* Prompt
Update the article on computer security research by writing out its text starting at "But if I might" and ending at "the on-screen keys.", with "motion sensors" changed to "movement sensors".

* Text passage
══════════

July and August – summer in the Northern Hemisphere, especially in Nevada and California – often produce some interesting and unusual computer security research.
This is when the media-meets-hacker-in-Vegas two-ring circus of Black Hat and DEFCON (BH/D) takes place.
It’s also when you can attend the academically-styled, but in many ways much groovier, USENIX Security Symposium.
(BH/D probably has way more beards per capita than USENIX events, but USENIX beards are the ones to watch. BH/D is to beards as the United States is to Olympic medals in athletics. USENIX is Usain Bolt.)
We’ve already reported on various intriguing work presented at BH/D. There was Charlie Miller hacking Macbook batteries, and Jay Radcliffe attacking insulin pumps.
Artem Dinaburg took a somewhat chasmic leap of faith to suggest that DRAM errors might be exploited by typosquatters, whilst the gloriously-named triumvirate of Markus, Mlodzianowski and Rowley had fun with juicejacking.
Because it was August when we wrote about these, a handful of our readers complained that both the research and our reporting was nothing more than ‘silly season’ trivia. Maybe.
But if I might mix a metaphor for a moment, it’s only silly season stuff until someone loses an eye.
With that in mind, here’s an interesting paper from the USENIX HotSec ’11 workshop, by Liang Cai and Hao Chen from the University of California, Davis.
Talk titles are another aspect in which USENIX events outshine their Vegas cousins, since they tend to be written for the reader rather than for the media, like this one: TouchLogger: Inferring Keystrokes on Touch Screen from Smartphone Motion.
I won’t do more than give the briefest of summaries here – if you want to do it justice, you can read or even watch the whole paper for yourself.
Simply explained, the authors decided to see if they could guess what you’d typed on your mobile phone by looking only at the data stream from the motion sensors as you pecked at the on-screen keys.
The experiment was rather limited, using a dedicated, full-screen application with a numeric keypad. This allowed the researchers to record what keys you’d actually typed, as well as how you’d typed them.

══════════

Extracted data entries

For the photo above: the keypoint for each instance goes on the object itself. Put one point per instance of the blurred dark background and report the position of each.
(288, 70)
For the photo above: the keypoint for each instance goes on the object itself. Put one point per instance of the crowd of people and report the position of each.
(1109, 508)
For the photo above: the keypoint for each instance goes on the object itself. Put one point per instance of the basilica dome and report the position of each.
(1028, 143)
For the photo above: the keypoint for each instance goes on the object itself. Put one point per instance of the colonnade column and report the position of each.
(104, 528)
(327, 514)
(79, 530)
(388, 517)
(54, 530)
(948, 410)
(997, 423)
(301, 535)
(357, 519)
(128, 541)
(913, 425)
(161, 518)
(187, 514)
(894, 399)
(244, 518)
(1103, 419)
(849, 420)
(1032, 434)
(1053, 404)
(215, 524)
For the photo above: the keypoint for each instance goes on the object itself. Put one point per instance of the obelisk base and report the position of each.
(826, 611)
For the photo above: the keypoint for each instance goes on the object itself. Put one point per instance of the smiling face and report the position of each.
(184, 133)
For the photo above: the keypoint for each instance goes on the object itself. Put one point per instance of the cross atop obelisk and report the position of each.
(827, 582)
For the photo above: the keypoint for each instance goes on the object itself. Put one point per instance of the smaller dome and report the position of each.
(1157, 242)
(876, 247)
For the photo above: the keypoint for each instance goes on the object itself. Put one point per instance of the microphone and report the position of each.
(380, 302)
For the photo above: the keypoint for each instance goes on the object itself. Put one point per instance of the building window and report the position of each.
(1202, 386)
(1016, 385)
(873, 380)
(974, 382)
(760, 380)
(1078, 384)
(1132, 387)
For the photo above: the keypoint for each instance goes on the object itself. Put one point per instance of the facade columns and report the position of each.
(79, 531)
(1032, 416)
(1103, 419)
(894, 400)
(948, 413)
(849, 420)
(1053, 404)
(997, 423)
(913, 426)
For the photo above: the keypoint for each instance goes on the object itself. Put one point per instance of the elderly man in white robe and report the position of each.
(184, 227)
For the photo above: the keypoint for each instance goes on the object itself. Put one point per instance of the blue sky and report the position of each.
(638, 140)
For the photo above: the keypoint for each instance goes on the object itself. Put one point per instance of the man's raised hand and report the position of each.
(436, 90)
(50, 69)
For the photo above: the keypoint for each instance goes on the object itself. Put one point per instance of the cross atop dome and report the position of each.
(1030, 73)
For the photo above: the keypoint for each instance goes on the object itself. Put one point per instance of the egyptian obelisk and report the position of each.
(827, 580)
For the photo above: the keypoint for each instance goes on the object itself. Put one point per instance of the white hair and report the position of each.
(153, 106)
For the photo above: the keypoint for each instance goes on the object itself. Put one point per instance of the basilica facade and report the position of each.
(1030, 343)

══════════

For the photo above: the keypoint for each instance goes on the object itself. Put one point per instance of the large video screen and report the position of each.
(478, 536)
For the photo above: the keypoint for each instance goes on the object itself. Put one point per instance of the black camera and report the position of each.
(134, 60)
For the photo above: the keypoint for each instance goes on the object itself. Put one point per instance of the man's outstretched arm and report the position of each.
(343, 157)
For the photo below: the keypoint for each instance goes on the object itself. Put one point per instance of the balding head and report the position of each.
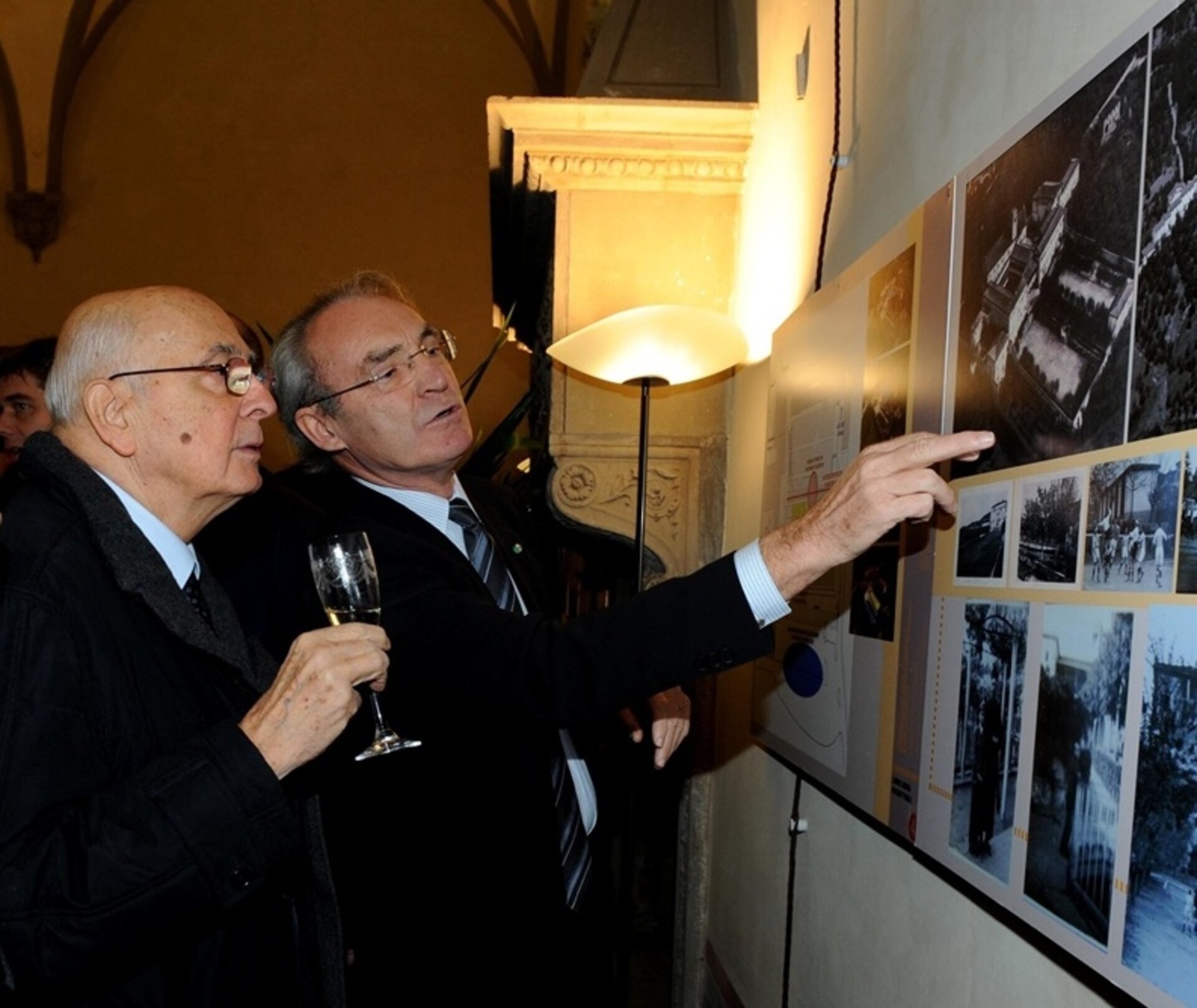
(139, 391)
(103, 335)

══════════

* Completed task
But if I might mix a metaphor for a moment, it’s only silly season stuff until someone loses an eye.
With that in mind, here’s an interesting paper from the USENIX HotSec ’11 workshop, by Liang Cai and Hao Chen from the University of California, Davis.
Talk titles are another aspect in which USENIX events outshine their Vegas cousins, since they tend to be written for the reader rather than for the media, like this one: TouchLogger: Inferring Keystrokes on Touch Screen from Smartphone Motion.
I won’t do more than give the briefest of summaries here – if you want to do it justice, you can read or even watch the whole paper for yourself.
Simply explained, the authors decided to see if they could guess what you’d typed on your mobile phone by looking only at the data stream from the movement sensors as you pecked at the on-screen keys.